[Supplied passage — start]

That is a central question in “The Effect,” currently on the Live Theatre Workshop stage.

The Lucy Prebble play was inspired by a real-life drug trial that went tragically wrong: In 2006, the American pharmaceutical company Parexel conducted a drug trial in London that resulted in failed organs and lost appendages for some of the participants.

“The Effect” opens as two strangers, Tristan (Steve Wood) and Connie (Emilee Foster), are at a medical research center, willing participants in a four-week trial for a new antidepressant.

He’s flippant and high energy. She’s cautious and highly strung.

As the tests progress, the two fall in lusty love, she reluctantly, he not so much. But is that the antidepressant working it’s elevated magic, or is it the real thing?

Maryann Green directed a fluid production that found the humor and the heart of the piece, while it effectively explored the ethics of drug trials.

And she had a cast that lived in the characters’ skins.

Steve Wood, who is fast becoming one of Tucson’s finer actors, had a challenging role. Tristan starts out as a bit of a flirt and a jerk. But as the play progresses, he is angry, passionate, desperate. Each of his transitions was seamless and rang true.

Foster’s Connie has high anxiety, and is much more cautious than Tristan in indulging in her feelings. When she falls, she begins to question whether his feelings are related to the drug he may be receiving — or is he on a placebo? Foster made her anxiousness and her lust palpable.

A parallel story involving the two doctors who conduct the research feels contrived. The two once had an affair, sans drugs, and the effort to parallel the stories was strained.

[Supplied passage — finish]
[Information supplied — start]

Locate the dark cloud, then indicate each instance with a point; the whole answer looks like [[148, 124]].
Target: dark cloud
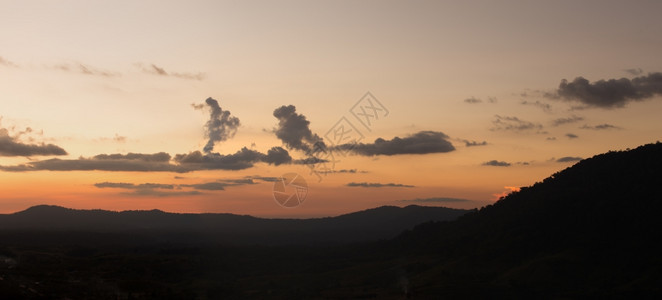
[[612, 93], [433, 200], [377, 185], [513, 124], [496, 163], [423, 142], [473, 100], [208, 186], [147, 189], [568, 120], [220, 184], [157, 162], [242, 159], [156, 157], [221, 125], [11, 146], [635, 72], [311, 160], [124, 185], [474, 143], [546, 107], [568, 159], [293, 129], [265, 178], [156, 70], [600, 127], [277, 156]]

[Information supplied — finish]

**Tasks for this exercise**.
1. Condense the paragraph of the theater review that begins "Steve Wood, who is fast becoming" into one or two sentences, keeping its main facts.
2. Write the next few paragraphs of the theater review, starting after its final sentence.

**Answers to the exercise**.
1. Steve Wood, fast becoming one of Tucson's finer actors, had a challenging role as Tristan, who goes from flirt and jerk to angry, passionate and desperate. Each transition was seamless and rang true.

2.
Still, Avis Judd and Jon Thuerbach as the doctors embraced their characters and brought them so fully to life that we forgave the playwright for the contrivance.

While that secondary love story isn’t necessary, this is: the characters clash about the rights and wrongs of the drug trial they are conducting. He is cavalier and anxious to get results; she is concerned about the impact on the research subjects.

Green added a few touches that underscored the vulnerability of the patients. The use of a scrim in earlier scenes was particularly effective at doing that and added some visual humor. She also made sure that a play with a sort of chaos at its center never became chaotic.

“The Effect” is funny, certainly, but it also tackles important questions about human emotions and the roles drugs, and drug testing, play in our world today. What could be dry and complex — the research — and a cliché — boy meets girl, etc. — become heart-wrenching and clear in this play and production.